> [DOCUMENT PASSAGE]:
━━━━━━━━

While the investigation into what is causing the problem continues, the Hawaii Department of Health has advised “​​all Navy water system users avoid using the water for drinking, cooking, or oral hygiene.”

Too Few Inspectors in Maryland to Ensure Water Safety

The Maryland Department of the Environment has been unable to hire enough inspectors to ensure the safety of water in the state, according to a recent EPA report. The drinking water safety office is responsible for inspecting 3,300 water systems across the state of Maryland, but currently only has 34 inspectors on staff. In order to handle the actual workload, the department would need to hire at least 80 more inspectors and other staff.

The state was supposed to develop and submit a plan to the EPA to address the staffing shortages by the end of October, and if the shortage is not resolved soon, the EPA might need to take over overseeing water safety in Maryland.

Image: Maryland city

Wisconsin Considering State Regulations of PFAS in Water

Environmental regulators in Wisconsin recently held a public hearing to discuss the proposed state standards for regulating PFAS in drinking water. While federal regulations of PFAS are planned in the future, many Wisconsin residents believe that the concerns over water safety can’t wait, and the state should set its own standards to regulate these chemicals in the water. The proposed regulations “would set a combined standard of 20 parts per trillion” of PFAS and PFOA in drinking water.

━━━━━━━━

> [WHAT IS ASKED]:
A) According to the water safety news passage, how many inspectors does Maryland's drinking water safety office currently have on staff?
B) Carry on with the water safety news passage, picking up right after its last sentence about Wisconsin's proposed PFAS standard.

━━━━━━━━

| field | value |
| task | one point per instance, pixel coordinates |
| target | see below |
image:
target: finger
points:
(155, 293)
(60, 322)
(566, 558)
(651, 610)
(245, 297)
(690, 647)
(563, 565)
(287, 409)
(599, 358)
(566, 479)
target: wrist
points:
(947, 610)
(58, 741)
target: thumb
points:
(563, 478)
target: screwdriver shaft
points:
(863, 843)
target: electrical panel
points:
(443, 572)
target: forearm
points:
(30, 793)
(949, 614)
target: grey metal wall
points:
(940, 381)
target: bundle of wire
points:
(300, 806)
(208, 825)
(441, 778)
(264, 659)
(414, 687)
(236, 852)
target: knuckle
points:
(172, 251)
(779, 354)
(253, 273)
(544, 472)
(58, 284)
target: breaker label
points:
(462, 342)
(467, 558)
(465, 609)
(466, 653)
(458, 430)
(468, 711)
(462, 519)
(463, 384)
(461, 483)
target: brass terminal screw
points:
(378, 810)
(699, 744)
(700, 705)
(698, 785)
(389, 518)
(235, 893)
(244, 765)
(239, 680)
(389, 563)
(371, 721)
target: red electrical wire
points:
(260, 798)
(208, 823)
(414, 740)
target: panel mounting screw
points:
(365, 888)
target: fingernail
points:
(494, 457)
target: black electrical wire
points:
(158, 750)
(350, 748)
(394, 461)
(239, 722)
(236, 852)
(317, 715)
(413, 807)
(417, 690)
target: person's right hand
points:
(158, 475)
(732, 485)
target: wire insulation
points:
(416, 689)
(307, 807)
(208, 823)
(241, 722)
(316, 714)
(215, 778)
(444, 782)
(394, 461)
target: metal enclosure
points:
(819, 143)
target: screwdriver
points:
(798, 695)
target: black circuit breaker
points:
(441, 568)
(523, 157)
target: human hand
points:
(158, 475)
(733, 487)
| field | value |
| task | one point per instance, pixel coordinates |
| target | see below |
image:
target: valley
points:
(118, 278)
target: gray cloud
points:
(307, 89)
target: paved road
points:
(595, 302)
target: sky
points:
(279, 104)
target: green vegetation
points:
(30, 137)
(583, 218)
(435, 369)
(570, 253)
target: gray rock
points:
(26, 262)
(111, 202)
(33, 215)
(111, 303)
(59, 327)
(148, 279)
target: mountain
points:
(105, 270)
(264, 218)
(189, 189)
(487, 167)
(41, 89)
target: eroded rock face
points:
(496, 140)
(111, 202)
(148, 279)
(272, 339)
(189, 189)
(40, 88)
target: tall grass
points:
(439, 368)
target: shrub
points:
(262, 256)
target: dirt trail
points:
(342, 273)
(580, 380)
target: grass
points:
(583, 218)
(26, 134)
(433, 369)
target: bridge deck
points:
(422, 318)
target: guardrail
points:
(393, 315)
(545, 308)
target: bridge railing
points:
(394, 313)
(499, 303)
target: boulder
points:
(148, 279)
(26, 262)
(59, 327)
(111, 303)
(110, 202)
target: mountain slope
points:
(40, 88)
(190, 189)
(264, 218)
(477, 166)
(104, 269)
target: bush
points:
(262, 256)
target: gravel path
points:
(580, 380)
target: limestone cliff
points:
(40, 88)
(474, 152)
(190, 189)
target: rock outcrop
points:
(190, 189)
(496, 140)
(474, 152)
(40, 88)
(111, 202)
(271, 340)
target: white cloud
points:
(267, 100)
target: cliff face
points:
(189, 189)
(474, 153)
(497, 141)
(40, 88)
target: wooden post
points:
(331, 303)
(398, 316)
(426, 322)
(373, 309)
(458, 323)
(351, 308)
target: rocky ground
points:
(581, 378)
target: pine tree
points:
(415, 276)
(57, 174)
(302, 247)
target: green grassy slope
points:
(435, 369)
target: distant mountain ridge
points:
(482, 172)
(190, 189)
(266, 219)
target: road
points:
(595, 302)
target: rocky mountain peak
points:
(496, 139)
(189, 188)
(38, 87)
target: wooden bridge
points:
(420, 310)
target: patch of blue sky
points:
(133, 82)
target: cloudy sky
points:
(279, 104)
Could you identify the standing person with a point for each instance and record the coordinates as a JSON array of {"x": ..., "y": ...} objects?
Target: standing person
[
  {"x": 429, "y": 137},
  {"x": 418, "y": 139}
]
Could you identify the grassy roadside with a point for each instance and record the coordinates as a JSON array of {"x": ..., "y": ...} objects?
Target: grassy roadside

━━━━━━━━

> [RESULTS FOR EACH TASK]:
A) 34 inspectors.

B)
Everyone who commented at the hearing spoke in favor of the standards, including representatives from Clean Wisconsin, Midwest Environmental Advocates, Wisconsin Conservation Voters, and the League of Women Voters of Wisconsin. “Safe drinking water should be a basic human right in Wisconsin,” said Campbell resident Abby Siakpere.

While no one spoke in opposition during the hearing, several organizations, including the  Wisconsin Manufacturers and Commerce and the Municipal Environmental Group’s Water Division submitted written opposition.